Exercise prompt → Change "counters" to "performance counters" in the patch summary, and write it out again from "Support counters of" to "insertions(+), 1 deletion(-)".

Text extract →
• • • •

Support counters of the L2 Cache tag and data units.

Signed-off-by: Jan Glauber <jglauber@cavium.com>
---
 drivers/perf/uncore/Makefile                |   3 +-
 drivers/perf/uncore/uncore_cavium.c         |   1 +
 drivers/perf/uncore/uncore_cavium.h         |   1 +
 drivers/perf/uncore/uncore_cavium_l2c_tad.c | 379 ++++++++++++++++++++++++++++
 4 files changed, 383 insertions(+), 1 deletion(-)

• • • •

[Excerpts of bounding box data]
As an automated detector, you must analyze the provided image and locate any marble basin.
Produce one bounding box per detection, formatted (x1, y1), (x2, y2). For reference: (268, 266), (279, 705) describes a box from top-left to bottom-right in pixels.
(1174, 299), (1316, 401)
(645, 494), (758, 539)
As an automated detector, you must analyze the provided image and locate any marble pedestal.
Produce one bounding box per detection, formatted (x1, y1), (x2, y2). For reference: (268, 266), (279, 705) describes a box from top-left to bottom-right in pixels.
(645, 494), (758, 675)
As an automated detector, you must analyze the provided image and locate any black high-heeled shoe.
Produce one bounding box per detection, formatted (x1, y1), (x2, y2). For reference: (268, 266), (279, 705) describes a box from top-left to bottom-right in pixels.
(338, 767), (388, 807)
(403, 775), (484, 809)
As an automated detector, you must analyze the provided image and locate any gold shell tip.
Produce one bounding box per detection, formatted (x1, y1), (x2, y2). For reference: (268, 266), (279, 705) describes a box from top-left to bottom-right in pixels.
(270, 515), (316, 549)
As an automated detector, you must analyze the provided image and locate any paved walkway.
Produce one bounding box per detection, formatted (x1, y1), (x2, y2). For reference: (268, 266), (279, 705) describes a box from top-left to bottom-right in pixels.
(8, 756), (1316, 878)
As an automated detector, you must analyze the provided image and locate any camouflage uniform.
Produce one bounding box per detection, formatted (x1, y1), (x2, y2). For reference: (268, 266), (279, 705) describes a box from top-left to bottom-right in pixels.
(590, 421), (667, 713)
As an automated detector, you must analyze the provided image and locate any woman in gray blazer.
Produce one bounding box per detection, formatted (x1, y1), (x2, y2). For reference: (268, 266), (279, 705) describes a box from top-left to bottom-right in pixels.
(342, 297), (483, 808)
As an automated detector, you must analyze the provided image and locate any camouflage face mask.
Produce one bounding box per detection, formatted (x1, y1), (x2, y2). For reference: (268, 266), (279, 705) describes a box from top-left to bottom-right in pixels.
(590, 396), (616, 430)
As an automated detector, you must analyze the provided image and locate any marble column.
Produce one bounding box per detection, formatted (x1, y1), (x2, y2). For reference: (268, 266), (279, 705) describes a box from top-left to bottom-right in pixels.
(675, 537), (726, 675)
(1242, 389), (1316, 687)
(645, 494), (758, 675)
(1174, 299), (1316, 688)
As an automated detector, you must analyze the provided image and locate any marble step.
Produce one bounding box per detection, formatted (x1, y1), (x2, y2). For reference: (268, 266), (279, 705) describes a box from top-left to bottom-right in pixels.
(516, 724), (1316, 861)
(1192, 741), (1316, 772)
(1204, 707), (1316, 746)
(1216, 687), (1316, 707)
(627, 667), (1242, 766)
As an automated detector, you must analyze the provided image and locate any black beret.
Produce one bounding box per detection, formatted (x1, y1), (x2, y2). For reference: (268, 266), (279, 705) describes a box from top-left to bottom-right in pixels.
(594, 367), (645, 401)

• • • •

Answer to this task →
Support performance counters of the L2 Cache tag and data units.

Signed-off-by: Jan Glauber <jglauber@cavium.com>
---
 drivers/perf/uncore/Makefile                |   3 +-
 drivers/perf/uncore/uncore_cavium.c         |   1 +
 drivers/perf/uncore/uncore_cavium.h         |   1 +
 drivers/perf/uncore/uncore_cavium_l2c_tad.c | 379 ++++++++++++++++++++++++++++
 4 files changed, 383 insertions(+), 1 deletion(-)